Passage shown:

++++

6
$\begingroup$

With regard to an undergraduate statistics course, I am developing a standardized list of point deductions with the TAs (doctoral students) so that graders are consistent in what they are taking off intermediate points for. For example, most problems are 10 points total, and my proposed point deductions for intermediate math errors are (for example):

  • -2 pts, erroneous +, - , *, /
  • -2 pts, erroneous sign, e.g. 3.02 instead of -3.02
  • -3 pts, failed to square, e.g. (x) instead of (x)^2
  • -3 pts, failed to take square root, e.g. (x) instead of sqrt(x)

If, after grading, you discover on a particular exam that the final answers for five 10-point questions are incorrect because of only making a minor -2 point intermediate error, the student could conceivably obtain a score of 80% on an exam if they missed only -2 points per question (40/50).

However, in statistics, there is a contextual element to every question, not just solving for a numerical answer -- that is, in addition to the worked problem, students need to write a text-based response for the following:

  • (2 pts) state whether the hypothesis test is significant or not
  • (2 pts) state whether the null hypothesis is rejected or accepted
  • (2 pts) state whether the p-value is less than 0.05 or not.

So if there was only one minor (-2 point) intermediate error made, causing an incorrect final numerical answer, the student will also incorrectly respond to the final text-based answers (above) as well.

Thus, would you also take off e.g. -2 points for an incorrect final numerical answer, as well as -6 points for missing the final text-based sub-items listed above?

In other words, would you only deduct -2 points for a complex (multi-step) algebra or calculus question if only a minor intermediate step was erroneous, or would you also deduct for having an incorrect final numerical answer as well?

Maybe I could propose to the TAs to augment the point deduction list with:

  • -1 pt, incorrect final numerical answer
  • -1 pt, state whether the hypothesis test is significant or not
  • -1 pt, state whether the null hypothesis is rejected or accepted
  • -1 pt, state whether the p-value is less than 0.05 or not.
$\endgroup$
0

4 Answers 4

7
$\begingroup$

When designing a grading system for a question on an exam, I would identify the key skills being tested on that question. This can involve looking at other questions on the exam: if there are other questions that test a skill, I like to weigh it less unless it's a vital skill. A good exam is actually created starting from a list of skills you want to test.

Then allot some points for each key skill being tested on the problem. For each skill, I would suggest either two possible scores (all or nothing) or maybe an additional "demonstrated a significant partial understanding of the skill" score.

++++

Dataset section:
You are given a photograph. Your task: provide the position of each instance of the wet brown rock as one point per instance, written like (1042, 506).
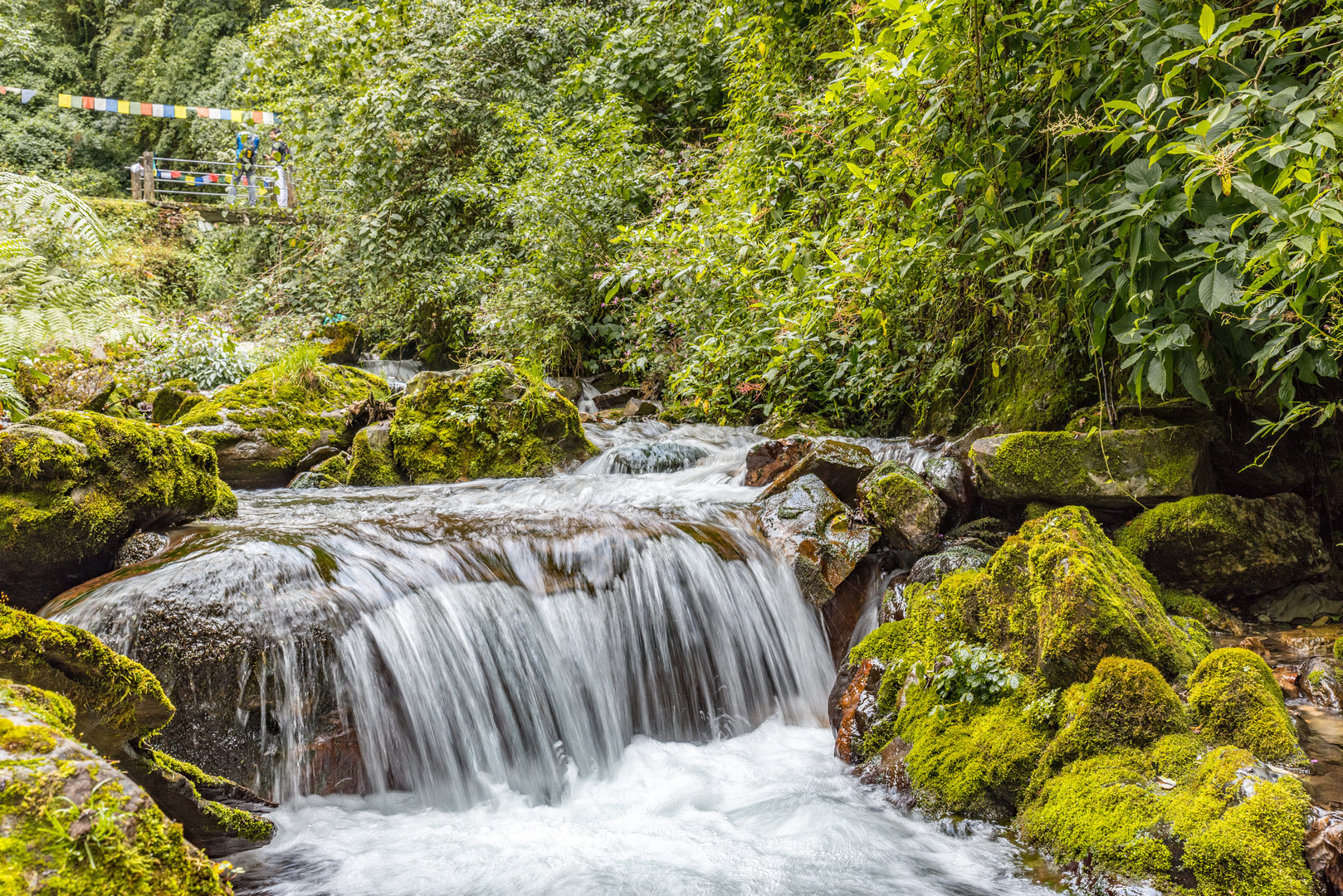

++++

Do this:
Rewrite everything from "However, in statistics, there" down to "(above) as well." in the thread on exam point deductions, putting "written" wherever "text-based" appears.

Complete output:
However, in statistics, there is a contextual element to every question, not just solving for a numerical answer -- that is, in addition to the worked problem, students need to write a written response for the following:

  • (2 pts) state whether the hypothesis test is significant or not
  • (2 pts) state whether the null hypothesis is rejected or accepted
  • (2 pts) state whether the p-value is less than 0.05 or not.

So if there was only one minor (-2 point) intermediate error made, causing an incorrect final numerical answer, the student will also incorrectly respond to the final written answers (above) as well.